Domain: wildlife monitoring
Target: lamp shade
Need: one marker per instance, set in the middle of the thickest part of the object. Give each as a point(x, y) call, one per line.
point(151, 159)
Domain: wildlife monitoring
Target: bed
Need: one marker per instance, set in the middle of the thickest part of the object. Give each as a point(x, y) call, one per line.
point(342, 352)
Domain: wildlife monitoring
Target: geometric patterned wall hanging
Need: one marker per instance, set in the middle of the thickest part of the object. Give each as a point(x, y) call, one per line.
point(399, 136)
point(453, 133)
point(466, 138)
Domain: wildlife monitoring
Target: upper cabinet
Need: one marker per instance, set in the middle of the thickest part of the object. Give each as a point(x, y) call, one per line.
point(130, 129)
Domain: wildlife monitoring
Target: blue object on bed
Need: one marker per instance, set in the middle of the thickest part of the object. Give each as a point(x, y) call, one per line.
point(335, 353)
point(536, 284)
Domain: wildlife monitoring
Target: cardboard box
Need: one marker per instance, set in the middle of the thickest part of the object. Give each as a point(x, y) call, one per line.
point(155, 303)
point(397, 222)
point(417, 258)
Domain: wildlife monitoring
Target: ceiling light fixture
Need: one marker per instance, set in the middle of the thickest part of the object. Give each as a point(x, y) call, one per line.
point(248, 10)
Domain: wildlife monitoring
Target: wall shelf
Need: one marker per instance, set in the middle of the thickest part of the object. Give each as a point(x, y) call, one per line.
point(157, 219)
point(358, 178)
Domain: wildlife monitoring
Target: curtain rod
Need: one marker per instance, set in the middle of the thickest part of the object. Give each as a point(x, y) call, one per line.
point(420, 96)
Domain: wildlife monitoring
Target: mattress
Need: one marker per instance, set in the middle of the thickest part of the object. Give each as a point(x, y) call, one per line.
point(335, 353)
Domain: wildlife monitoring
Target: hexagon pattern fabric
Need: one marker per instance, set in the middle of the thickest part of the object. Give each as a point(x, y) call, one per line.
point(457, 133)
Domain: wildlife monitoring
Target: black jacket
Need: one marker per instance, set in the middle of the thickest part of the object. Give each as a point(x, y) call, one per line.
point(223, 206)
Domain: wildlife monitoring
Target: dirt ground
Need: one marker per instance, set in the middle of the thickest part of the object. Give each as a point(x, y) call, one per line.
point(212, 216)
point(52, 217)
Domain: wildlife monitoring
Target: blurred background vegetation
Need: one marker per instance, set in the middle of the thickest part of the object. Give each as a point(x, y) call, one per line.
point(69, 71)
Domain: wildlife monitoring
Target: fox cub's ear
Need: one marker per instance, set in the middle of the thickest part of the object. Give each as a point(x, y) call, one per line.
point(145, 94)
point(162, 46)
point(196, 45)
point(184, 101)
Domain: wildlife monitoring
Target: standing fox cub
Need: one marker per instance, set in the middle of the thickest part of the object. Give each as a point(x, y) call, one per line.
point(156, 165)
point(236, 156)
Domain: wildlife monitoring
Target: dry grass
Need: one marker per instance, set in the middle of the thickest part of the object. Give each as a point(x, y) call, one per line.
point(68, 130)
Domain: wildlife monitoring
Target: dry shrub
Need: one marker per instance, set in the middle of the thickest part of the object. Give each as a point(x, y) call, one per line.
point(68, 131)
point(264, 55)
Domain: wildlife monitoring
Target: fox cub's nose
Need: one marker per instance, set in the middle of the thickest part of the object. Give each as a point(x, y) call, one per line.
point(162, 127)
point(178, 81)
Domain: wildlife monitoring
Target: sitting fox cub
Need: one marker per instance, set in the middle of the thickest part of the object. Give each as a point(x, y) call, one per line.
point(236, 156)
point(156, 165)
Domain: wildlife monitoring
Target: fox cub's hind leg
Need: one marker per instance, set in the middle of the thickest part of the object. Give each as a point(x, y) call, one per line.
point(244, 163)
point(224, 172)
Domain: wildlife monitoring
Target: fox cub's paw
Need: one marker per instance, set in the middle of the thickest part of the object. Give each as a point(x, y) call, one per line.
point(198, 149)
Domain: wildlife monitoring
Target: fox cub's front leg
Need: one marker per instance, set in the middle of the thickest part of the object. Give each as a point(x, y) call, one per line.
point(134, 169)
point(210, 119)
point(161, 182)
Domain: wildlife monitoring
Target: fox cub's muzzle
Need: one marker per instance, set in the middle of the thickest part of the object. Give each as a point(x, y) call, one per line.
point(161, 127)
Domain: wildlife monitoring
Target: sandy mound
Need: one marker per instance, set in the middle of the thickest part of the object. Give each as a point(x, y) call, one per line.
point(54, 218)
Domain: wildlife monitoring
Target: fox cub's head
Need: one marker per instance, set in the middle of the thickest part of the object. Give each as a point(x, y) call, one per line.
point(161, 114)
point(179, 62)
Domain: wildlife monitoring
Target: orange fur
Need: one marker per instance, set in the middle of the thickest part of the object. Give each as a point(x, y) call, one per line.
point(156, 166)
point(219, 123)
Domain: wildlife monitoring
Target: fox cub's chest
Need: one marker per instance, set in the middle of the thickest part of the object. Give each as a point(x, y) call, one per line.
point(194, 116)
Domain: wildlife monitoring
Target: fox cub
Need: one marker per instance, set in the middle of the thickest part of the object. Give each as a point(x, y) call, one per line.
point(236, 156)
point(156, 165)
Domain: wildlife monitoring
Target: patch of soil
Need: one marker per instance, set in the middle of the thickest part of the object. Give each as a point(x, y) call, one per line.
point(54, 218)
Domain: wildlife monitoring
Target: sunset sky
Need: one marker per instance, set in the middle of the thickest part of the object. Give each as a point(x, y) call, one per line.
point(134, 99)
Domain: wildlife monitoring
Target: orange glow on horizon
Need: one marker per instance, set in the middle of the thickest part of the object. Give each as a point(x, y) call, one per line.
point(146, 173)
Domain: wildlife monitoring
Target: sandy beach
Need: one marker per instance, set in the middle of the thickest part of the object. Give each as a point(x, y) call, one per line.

GIVEN INSTRUCTION: Please put every line of all the items above into a numbered list, leaving out any blank lines.

EXERCISE SOLUTION:
1. Domain: wildlife monitoring
2. Target: lamp shade
3. Need: one marker per instance, set in the middle of the thickest part of the object. Give each as a point(x, y) call, one per line.
4. point(151, 159)
5. Domain: wildlife monitoring
6. Target: bed
7. Need: one marker per instance, set in the middle of the thickest part of the object. Give each as a point(x, y) call, one per line.
8. point(342, 352)
9. Domain: wildlife monitoring
10. Target: geometric patterned wall hanging
11. Need: one marker per instance, set in the middle of the thickest part of the object. Give each as a point(x, y) call, one per line.
12. point(399, 136)
13. point(453, 133)
14. point(466, 138)
15. Domain: wildlife monitoring
16. Target: upper cabinet
17. Need: one marker per instance, set in the middle of the thickest part of the object. Give each as a point(x, y) call, one per line.
18. point(130, 129)
19. Domain: wildlife monitoring
20. Target: blue object on bed
21. Need: one marker per instance, set in the middle of the thickest part of the object. Give each as a point(x, y) call, one per line.
22. point(335, 353)
23. point(536, 284)
24. Domain: wildlife monitoring
25. Target: cardboard box
26. Need: one marker per instance, set in the middle of the thickest part of the object. Give each as a point(x, y) call, one per line.
27. point(155, 303)
28. point(397, 222)
29. point(417, 258)
30. Domain: wildlife monitoring
31. Target: ceiling light fixture
32. Need: one marker per instance, set in the middle of the thickest part of the object. Give each as a point(x, y) call, one per line.
33. point(248, 10)
34. Domain: wildlife monitoring
35. Target: wall shelf
36. Need: one marker per instance, set in the middle of the thickest part of the object. Give each as a point(x, y) call, one per line.
37. point(157, 219)
38. point(358, 178)
39. Domain: wildlife monitoring
40. Target: curtain rod
41. Need: one marker per instance, set in the middle of the thickest part of the object. Give each as a point(x, y) call, one per line.
42. point(420, 96)
43. Domain: wildlife monitoring
44. Target: mattress
45. Need: one marker per instance, set in the middle of the thickest part of the object. Give each as a point(x, y) call, one per line.
46. point(335, 353)
47. Domain: wildlife monitoring
48. Target: hexagon pattern fabric
49. Need: one marker per instance, set in the middle of the thickest part of the object. Give each as a point(x, y) call, one per line.
50. point(457, 133)
51. Domain: wildlife monitoring
52. Target: black jacket
53. Need: one marker per instance, set in the middle of the thickest part of the object. Give each as a point(x, y) call, one per line.
54. point(223, 206)
55. Domain: wildlife monitoring
56. Target: dirt ground
57. Need: one marker per instance, set in the middle of the thickest part of the object. Give each as a point(x, y) call, one per line.
58. point(212, 216)
59. point(52, 217)
60. Domain: wildlife monitoring
61. Target: blurred background vegetation
62. Need: one marker per instance, set in the middle of the thickest part of the object. Give each as a point(x, y) call, one per line.
63. point(69, 71)
64. Domain: wildlife monitoring
65. Target: fox cub's ear
66. Need: one marker per instance, set in the middle of the thickest part of the object. Give each as a point(x, y) call, one per line.
67. point(145, 94)
68. point(162, 46)
69. point(196, 45)
70. point(184, 101)
71. Domain: wildlife monitoring
72. Target: standing fox cub
73. Need: one marker per instance, set in the middle of the thickest part of the object. Give each as a point(x, y) call, one per line.
74. point(156, 165)
75. point(236, 156)
76. Domain: wildlife monitoring
77. Target: dry grass
78. Need: one marker per instance, set in the middle of the thickest part of the object. Give each as a point(x, y) call, one per line.
79. point(68, 130)
80. Domain: wildlife monitoring
81. Target: dry shrub
82. Need: one marker per instance, set in the middle of the thickest part of the object. Give each as a point(x, y) call, one per line.
83. point(68, 131)
84. point(264, 55)
85. Domain: wildlife monitoring
86. Target: fox cub's nose
87. Need: one marker per instance, set in the middle of the thickest part of the object. Give each as a point(x, y) call, one per line.
88. point(162, 127)
89. point(178, 81)
90. Domain: wildlife monitoring
91. Target: sitting fox cub
92. Need: one marker per instance, set in the middle of the thickest part of the object. Give each as a point(x, y) call, one per line.
93. point(236, 156)
94. point(156, 165)
95. Domain: wildlife monitoring
96. Target: fox cub's hind leg
97. Need: one marker per instance, set in the middle of the thickest part of the object. Give each as a point(x, y) call, one per line.
98. point(244, 163)
99. point(224, 172)
100. Domain: wildlife monitoring
101. Target: fox cub's paw
102. Need: one marker per instance, set in the middle of the thickest part of the object. Give each as a point(x, y) call, one per line.
103. point(198, 149)
104. Domain: wildlife monitoring
105. Target: fox cub's front leg
106. Need: one marker per instance, set in the middle of the thickest part of the object. Give each as a point(x, y) call, one per line.
107. point(134, 169)
108. point(210, 119)
109. point(161, 182)
110. Domain: wildlife monitoring
111. Target: fox cub's muzzle
112. Need: one marker per instance, set in the middle of the thickest part of the object. Give each as a point(x, y) call, one per line.
113. point(161, 127)
114. Domain: wildlife monitoring
115. Target: sandy mound
116. Need: one marker per instance, set in the middle of the thickest part of the object. Give each as a point(x, y) call, one per line.
117. point(54, 218)
118. Domain: wildlife monitoring
119. Target: fox cub's head
120. Need: one marker per instance, set in the middle of the thickest part of the object. Give each as a point(x, y) call, one per line.
121. point(161, 114)
122. point(179, 62)
123. Domain: wildlife monitoring
124. Target: orange fur
125. Need: one marker per instance, set in the middle of the thickest part of the object. Give each as a point(x, y) call, one per line.
126. point(156, 166)
127. point(219, 123)
128. Domain: wildlife monitoring
129. Target: fox cub's chest
130. Need: one marker per instance, set in the middle of the thickest part of the object. Give each as a point(x, y) call, one per line.
131. point(194, 116)
132. Domain: wildlife monitoring
133. Target: fox cub
134. Need: one marker per instance, set in the middle of the thickest part of the object. Give each as a point(x, y) call, one per line.
135. point(236, 156)
136. point(156, 165)
137. Domain: wildlife monitoring
138. Target: patch of soil
139. Need: one marker per instance, set in the middle of the thickest part of the object. Give each as a point(x, y) call, one per line.
140. point(54, 218)
141. Domain: wildlife monitoring
142. Target: sunset sky
143. Need: one marker per instance, set in the middle of the thickest part of the object. Give each as a point(x, y) call, one per line.
144. point(134, 99)
145. Domain: wildlife monitoring
146. Target: orange glow on horizon
147. Need: one marker per instance, set in the middle of the thickest part of the object. Give each as a point(x, y) call, one per line.
148. point(146, 173)
149. Domain: wildlife monitoring
150. Target: sandy beach
151. Need: one marker per instance, set in the middle of the thickest part of the object. Give each as a point(x, y) call, one per line.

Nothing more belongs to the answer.